━━━━━ PASSAGE SHOWN
# Pickups and Dropoffs for All NYC Hotels

In which I will try to develop the taxicab and hotel investigation further by using more data (Yellow and Green taxicab and FHV records) and all (listed) NYC hotels, find the most frequented tourist attractions / business destinations, and draw clusters and heatmaps by time of day. 

In [1]:
# imports...
import csv, imp, os, numpy as np, pandas as pd, matplotlib.pyplot as plt
from geopy.geocoders import GoogleV3
import gmplot
from IPython.display import Image, display
from IPython.core.display import HTML
import webbrowser

# importing helper methods
from util import *

# for auto-reloading external modules
# see http://stackoverflow.com/questions/1907993/autoreload-of-modules-in-ipython
%load_ext autoreload
%autoreload 2

# matplotlib setup
%matplotlib inline
plt.rcParams['figure.figsize'] = (10.0, 8.0) # set default size of plots
plt.rcParams['image.interpolation'] = 'nearest'
plt.rcParams['image.cmap'] = 'gray'

### Importing and Cleaning Data

Let's try reading in Yellow and Green taxicab data files from January 2016 to experiment with. These files together are approximately 2Gb, so it should take some time to read in and process, but after we've done so, the rest of the analysis is less memory-intensive.

In [2]:
# change this if you want to try different dataset(s)
taxi_files = ['../data/yellow_tripdata_2016-01.csv', '../data/green_tripdata_2016-01.csv']

# variables to store pick-up and drop-off coordinates
pickup_coords, dropoff_coords = [], []

for taxi_file in taxi_files:
        
    if 'green' in taxi_file:
        # let's load a single .csv file of taxicab records (say, January 2016)
━━━━━━━━━━
*INSTRUCTIONS FOR THE TASK*. Pick up the NYC taxicab notebook after its final line and keep writing it. The records have no connection to the NYC taxicab notebook.
━━━━━ ROWS
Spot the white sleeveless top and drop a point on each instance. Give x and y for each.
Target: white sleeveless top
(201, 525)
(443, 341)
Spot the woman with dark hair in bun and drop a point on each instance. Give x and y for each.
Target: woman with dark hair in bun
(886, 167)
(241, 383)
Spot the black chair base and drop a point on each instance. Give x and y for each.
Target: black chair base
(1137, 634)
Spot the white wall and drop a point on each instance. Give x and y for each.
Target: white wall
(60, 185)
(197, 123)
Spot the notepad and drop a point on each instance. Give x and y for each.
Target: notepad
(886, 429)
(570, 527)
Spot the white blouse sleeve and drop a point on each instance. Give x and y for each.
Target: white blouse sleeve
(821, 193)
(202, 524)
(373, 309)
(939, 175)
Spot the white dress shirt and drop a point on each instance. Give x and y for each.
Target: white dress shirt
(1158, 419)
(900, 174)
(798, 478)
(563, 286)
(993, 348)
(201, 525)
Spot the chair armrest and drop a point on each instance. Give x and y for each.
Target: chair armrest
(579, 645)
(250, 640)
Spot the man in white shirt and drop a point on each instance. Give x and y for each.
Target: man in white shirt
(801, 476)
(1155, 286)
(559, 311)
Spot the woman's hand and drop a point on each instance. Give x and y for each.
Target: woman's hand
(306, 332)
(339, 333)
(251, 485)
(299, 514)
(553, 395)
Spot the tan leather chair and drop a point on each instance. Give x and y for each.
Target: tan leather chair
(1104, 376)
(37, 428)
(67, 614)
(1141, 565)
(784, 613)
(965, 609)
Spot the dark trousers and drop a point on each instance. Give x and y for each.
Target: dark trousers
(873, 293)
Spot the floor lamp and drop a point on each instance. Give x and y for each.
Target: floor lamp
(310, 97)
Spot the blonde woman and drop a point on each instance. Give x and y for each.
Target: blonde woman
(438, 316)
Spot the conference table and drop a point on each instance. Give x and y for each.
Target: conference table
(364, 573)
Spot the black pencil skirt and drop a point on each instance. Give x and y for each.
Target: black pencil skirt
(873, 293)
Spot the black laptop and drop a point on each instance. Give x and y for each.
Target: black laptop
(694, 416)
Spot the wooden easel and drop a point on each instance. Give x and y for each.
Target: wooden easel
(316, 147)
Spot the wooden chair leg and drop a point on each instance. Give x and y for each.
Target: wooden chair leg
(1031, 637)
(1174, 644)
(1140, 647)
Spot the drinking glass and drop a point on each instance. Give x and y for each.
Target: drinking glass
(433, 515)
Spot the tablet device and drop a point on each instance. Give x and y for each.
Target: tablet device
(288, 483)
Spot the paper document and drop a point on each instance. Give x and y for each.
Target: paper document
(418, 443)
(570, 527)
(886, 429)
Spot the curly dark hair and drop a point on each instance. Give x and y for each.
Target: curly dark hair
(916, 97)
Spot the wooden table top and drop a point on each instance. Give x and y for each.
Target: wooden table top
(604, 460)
━━━━━━━━━━
*TASK OUTPUT*.
        taxi_data = pd.read_csv(taxi_file, usecols=['Pickup_latitude', 'Pickup_longitude', 'Dropoff_latitude', 'Dropoff_longitude', 'lpep_pickup_datetime'])
        
        # get relevant rows of the data and store them as numpy arrays
        pickup_lats, pickup_longs = np.array(taxi_data['Pickup_latitude']), np.array(taxi_data['Pickup_longitude'])
        dropoff_lats, dropoff_longs = np.array(taxi_data['Dropoff_latitude']), np.array(taxi_data['Dropoff_longitude']),
        pickup_datetimes = np.array(taxi_data['lpep_pickup_datetime'])
    elif 'yellow' in taxi_file:
        # let's load a single .csv file of taxicab records (say, January 2016)
        taxi_data = pd.read_csv(taxi_file, usecols=['pickup_latitude', 'pickup_longitude', 'dropoff_latitude', 'dropoff_longitude', 'tpep_pickup_datetime'])
        
        # get relevant rows of the data and store them as numpy arrays
        pickup_lats, pickup_longs = np.array(taxi_data['pickup_latitude']), np.array(taxi_data['pickup_longitude'])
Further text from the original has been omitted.